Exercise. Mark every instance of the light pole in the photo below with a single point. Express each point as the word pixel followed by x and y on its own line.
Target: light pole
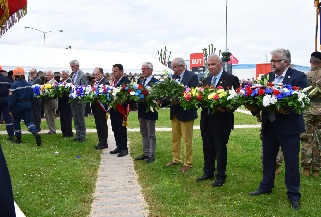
pixel 43 32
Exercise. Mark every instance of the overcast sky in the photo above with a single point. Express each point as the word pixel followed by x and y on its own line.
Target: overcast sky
pixel 254 28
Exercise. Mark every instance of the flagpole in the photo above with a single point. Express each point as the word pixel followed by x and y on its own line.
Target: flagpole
pixel 317 25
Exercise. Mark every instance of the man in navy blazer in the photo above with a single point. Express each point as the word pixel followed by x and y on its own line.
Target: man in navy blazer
pixel 99 111
pixel 182 120
pixel 282 128
pixel 77 106
pixel 116 117
pixel 216 127
pixel 147 120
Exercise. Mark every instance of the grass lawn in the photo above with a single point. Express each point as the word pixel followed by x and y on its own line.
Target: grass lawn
pixel 171 193
pixel 56 179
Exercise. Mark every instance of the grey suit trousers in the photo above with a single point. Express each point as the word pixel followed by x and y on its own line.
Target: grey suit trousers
pixel 147 130
pixel 78 113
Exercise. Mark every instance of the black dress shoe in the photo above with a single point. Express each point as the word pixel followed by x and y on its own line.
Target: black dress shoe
pixel 116 151
pixel 123 153
pixel 295 204
pixel 258 192
pixel 218 183
pixel 204 177
pixel 150 160
pixel 142 157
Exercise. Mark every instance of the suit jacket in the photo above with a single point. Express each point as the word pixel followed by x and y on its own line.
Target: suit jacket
pixel 219 122
pixel 288 124
pixel 190 79
pixel 104 82
pixel 81 78
pixel 142 106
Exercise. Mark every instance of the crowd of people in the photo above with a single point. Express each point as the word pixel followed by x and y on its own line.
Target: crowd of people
pixel 280 129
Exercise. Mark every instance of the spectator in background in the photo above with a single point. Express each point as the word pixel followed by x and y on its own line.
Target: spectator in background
pixel 36 102
pixel 50 105
pixel 64 108
pixel 77 106
pixel 4 110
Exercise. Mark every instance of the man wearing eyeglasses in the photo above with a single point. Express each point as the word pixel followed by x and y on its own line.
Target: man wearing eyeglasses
pixel 310 152
pixel 100 110
pixel 182 120
pixel 282 128
pixel 147 120
pixel 36 102
pixel 77 106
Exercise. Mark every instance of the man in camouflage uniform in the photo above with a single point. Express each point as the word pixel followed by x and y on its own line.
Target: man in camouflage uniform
pixel 310 152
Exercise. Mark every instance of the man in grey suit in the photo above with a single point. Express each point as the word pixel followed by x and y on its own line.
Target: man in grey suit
pixel 78 107
pixel 50 105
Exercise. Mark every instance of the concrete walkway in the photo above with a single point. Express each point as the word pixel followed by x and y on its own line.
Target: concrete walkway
pixel 117 190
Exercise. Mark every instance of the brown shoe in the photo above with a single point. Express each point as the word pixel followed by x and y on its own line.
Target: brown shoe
pixel 172 163
pixel 306 172
pixel 315 173
pixel 185 168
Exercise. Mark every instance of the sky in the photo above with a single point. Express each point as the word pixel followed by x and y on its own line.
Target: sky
pixel 254 28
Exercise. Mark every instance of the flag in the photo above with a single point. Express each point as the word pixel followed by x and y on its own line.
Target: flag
pixel 10 13
pixel 233 60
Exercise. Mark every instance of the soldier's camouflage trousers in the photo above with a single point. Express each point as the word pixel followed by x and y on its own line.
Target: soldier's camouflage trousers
pixel 310 152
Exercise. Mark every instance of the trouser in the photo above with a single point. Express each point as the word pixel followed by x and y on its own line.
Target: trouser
pixel 147 130
pixel 120 131
pixel 36 112
pixel 182 129
pixel 101 124
pixel 23 111
pixel 290 144
pixel 6 116
pixel 78 113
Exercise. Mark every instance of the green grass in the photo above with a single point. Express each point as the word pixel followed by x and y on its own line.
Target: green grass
pixel 171 193
pixel 56 179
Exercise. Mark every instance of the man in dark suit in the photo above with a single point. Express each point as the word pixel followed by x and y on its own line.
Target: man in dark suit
pixel 6 196
pixel 77 106
pixel 147 120
pixel 64 108
pixel 282 128
pixel 99 111
pixel 182 120
pixel 117 114
pixel 216 127
pixel 36 102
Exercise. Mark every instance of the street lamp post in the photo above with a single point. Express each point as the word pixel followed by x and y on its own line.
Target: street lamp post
pixel 43 32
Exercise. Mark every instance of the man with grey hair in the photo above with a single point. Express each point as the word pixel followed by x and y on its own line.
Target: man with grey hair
pixel 64 108
pixel 36 102
pixel 182 120
pixel 147 120
pixel 50 105
pixel 282 128
pixel 77 106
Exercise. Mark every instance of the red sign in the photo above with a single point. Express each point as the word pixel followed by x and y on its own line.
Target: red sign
pixel 196 60
pixel 233 60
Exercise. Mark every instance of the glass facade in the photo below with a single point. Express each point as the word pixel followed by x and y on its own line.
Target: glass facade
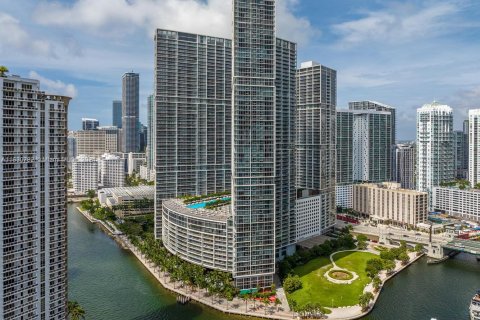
pixel 192 115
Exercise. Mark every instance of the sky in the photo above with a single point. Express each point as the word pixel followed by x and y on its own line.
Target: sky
pixel 401 53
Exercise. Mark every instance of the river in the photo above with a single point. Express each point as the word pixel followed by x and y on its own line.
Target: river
pixel 110 283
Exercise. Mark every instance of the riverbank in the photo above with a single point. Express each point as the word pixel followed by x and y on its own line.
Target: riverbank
pixel 238 306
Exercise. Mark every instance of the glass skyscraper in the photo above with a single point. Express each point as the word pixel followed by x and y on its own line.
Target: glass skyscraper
pixel 33 219
pixel 315 149
pixel 263 134
pixel 117 113
pixel 130 112
pixel 193 75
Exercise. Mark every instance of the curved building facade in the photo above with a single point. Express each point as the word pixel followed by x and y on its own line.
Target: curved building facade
pixel 199 236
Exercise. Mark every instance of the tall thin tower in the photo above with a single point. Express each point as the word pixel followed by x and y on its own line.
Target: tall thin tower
pixel 130 112
pixel 474 146
pixel 33 217
pixel 262 140
pixel 435 161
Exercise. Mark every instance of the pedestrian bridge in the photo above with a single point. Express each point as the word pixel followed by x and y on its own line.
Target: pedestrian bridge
pixel 462 245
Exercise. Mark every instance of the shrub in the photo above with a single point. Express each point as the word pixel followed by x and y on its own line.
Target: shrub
pixel 292 283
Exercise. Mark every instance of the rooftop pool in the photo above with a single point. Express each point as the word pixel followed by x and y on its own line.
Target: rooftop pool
pixel 202 205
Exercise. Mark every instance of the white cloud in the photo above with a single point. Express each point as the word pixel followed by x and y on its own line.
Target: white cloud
pixel 15 38
pixel 398 23
pixel 54 86
pixel 122 17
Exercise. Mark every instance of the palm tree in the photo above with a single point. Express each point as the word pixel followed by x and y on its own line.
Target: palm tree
pixel 75 311
pixel 3 70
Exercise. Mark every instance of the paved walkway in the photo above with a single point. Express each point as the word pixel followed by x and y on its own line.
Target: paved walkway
pixel 237 306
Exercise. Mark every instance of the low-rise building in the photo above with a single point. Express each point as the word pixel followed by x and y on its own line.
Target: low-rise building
pixel 84 174
pixel 112 172
pixel 128 201
pixel 197 234
pixel 464 204
pixel 387 202
pixel 343 196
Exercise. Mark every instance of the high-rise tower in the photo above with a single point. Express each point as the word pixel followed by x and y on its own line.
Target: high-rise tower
pixel 33 219
pixel 474 146
pixel 117 113
pixel 193 75
pixel 315 149
pixel 435 162
pixel 130 112
pixel 263 143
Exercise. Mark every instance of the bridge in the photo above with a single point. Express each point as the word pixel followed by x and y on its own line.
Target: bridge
pixel 462 245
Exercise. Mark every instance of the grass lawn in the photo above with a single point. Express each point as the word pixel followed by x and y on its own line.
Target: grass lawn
pixel 316 288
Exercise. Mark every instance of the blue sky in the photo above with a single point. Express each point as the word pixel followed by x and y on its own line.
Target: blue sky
pixel 402 53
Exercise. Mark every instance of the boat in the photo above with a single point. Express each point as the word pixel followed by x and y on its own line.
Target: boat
pixel 475 307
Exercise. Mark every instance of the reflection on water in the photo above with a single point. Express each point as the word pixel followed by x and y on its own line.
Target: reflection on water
pixel 110 283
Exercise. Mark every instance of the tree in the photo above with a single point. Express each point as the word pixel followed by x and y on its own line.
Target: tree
pixel 376 283
pixel 404 258
pixel 292 283
pixel 3 71
pixel 91 194
pixel 374 266
pixel 75 311
pixel 364 300
pixel 389 265
pixel 418 248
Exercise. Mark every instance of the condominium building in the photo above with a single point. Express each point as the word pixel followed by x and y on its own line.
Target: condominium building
pixel 150 150
pixel 344 195
pixel 263 192
pixel 33 219
pixel 94 143
pixel 128 201
pixel 117 113
pixel 474 146
pixel 363 146
pixel 315 149
pixel 130 112
pixel 199 235
pixel 135 160
pixel 435 161
pixel 387 202
pixel 464 204
pixel 460 153
pixel 89 124
pixel 71 149
pixel 404 161
pixel 374 105
pixel 192 115
pixel 84 174
pixel 112 171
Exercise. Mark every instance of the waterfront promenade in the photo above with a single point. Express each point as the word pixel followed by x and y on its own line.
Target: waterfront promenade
pixel 239 306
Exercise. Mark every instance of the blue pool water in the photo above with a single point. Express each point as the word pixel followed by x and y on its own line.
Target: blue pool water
pixel 203 204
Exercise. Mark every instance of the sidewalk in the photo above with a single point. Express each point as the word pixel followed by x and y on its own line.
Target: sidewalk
pixel 237 306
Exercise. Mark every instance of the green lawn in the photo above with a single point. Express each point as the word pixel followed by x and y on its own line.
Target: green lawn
pixel 316 288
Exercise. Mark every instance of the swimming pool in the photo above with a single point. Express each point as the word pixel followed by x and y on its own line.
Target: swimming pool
pixel 201 205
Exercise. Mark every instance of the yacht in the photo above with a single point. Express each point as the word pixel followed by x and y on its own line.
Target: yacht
pixel 475 307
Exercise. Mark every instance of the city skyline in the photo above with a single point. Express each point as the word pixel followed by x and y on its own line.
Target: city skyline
pixel 329 33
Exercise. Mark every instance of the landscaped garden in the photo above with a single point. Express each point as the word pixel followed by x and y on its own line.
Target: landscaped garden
pixel 316 288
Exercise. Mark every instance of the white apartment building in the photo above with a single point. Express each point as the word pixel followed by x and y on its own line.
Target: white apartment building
pixel 135 160
pixel 112 172
pixel 435 160
pixel 388 202
pixel 343 196
pixel 97 142
pixel 464 204
pixel 33 217
pixel 84 174
pixel 474 146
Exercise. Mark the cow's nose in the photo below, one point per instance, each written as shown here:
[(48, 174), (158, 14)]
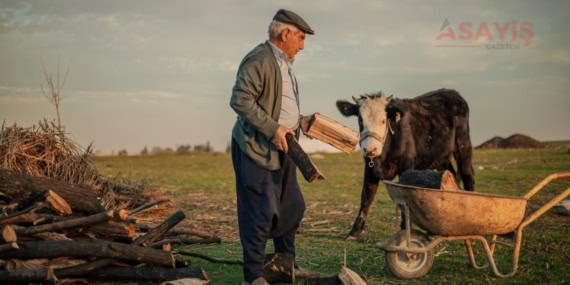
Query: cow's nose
[(370, 150)]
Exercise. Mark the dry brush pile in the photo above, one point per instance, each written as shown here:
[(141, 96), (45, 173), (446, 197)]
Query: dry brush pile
[(61, 221)]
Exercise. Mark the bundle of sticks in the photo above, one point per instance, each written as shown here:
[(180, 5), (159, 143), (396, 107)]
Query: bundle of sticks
[(53, 230)]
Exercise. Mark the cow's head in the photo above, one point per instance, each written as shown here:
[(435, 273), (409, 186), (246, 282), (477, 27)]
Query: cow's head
[(372, 121)]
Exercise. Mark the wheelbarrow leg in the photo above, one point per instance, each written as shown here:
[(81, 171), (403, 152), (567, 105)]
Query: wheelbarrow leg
[(472, 256)]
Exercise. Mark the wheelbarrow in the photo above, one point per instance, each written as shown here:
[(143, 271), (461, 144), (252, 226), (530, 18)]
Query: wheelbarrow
[(457, 216)]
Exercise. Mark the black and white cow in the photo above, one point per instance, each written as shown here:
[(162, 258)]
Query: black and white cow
[(426, 132)]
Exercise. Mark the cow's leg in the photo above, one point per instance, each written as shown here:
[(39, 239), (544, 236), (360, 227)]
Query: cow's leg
[(369, 188), (464, 156)]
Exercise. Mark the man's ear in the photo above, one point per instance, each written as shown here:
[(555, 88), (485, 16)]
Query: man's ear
[(346, 108), (396, 109)]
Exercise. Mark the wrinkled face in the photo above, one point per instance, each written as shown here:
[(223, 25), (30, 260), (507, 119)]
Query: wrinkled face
[(372, 121), (293, 42)]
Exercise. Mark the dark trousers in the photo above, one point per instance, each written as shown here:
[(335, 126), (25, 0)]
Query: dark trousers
[(270, 206)]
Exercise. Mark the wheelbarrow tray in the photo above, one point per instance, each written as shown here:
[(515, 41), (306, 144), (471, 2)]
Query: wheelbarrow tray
[(459, 213)]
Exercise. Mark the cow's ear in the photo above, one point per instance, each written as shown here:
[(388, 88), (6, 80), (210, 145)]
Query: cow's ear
[(346, 108), (396, 109)]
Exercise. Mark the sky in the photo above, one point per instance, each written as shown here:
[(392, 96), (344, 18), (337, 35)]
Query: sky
[(160, 73)]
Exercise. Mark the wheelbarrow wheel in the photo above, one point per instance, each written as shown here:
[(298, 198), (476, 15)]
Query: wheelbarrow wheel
[(407, 265)]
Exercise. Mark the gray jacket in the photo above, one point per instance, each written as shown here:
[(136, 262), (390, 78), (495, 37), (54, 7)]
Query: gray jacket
[(256, 98)]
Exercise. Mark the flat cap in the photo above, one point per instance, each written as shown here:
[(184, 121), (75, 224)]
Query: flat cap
[(286, 16)]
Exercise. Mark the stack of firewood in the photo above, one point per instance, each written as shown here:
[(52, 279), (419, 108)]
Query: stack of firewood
[(53, 230)]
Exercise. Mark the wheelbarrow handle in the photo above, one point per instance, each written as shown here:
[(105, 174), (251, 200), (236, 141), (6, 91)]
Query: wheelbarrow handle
[(544, 182), (548, 205)]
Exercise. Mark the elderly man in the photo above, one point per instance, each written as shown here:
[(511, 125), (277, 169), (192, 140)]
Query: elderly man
[(265, 97)]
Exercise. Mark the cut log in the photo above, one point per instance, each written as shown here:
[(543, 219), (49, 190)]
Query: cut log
[(93, 248), (29, 218), (149, 237), (306, 166), (279, 268), (187, 241), (161, 229), (209, 258), (8, 234), (432, 179), (114, 229), (148, 273), (329, 131), (57, 204), (146, 206), (180, 230), (79, 197), (68, 224)]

* [REQUIRED WORK]: Could you give again exactly the lines from the line containing "Exercise. Mark the wheelbarrow handle" through the final line of the data above, and no others?

* [RESPONSE FOR THIS EXERCISE]:
Exercise. Mark the wheelbarrow handle in the photo above, one point per instance, each written as shown here:
[(105, 174), (251, 200), (236, 141), (6, 91)]
Query: wheelbarrow handle
[(544, 182), (548, 205)]
Exercise. Mark the elderly man in the photo above, one point per instance, each written as shown here:
[(511, 125), (277, 169), (192, 140)]
Query: elderly man
[(265, 97)]
Exercise. Mark the cut log in the photo above, one point per instance, each written as shown here:
[(543, 219), (49, 190)]
Query: cut log
[(93, 248), (29, 218), (149, 237), (306, 166), (279, 268), (187, 241), (161, 229), (209, 258), (8, 234), (432, 179), (114, 229), (148, 273), (329, 131), (57, 204), (146, 206), (180, 230), (79, 197), (68, 224)]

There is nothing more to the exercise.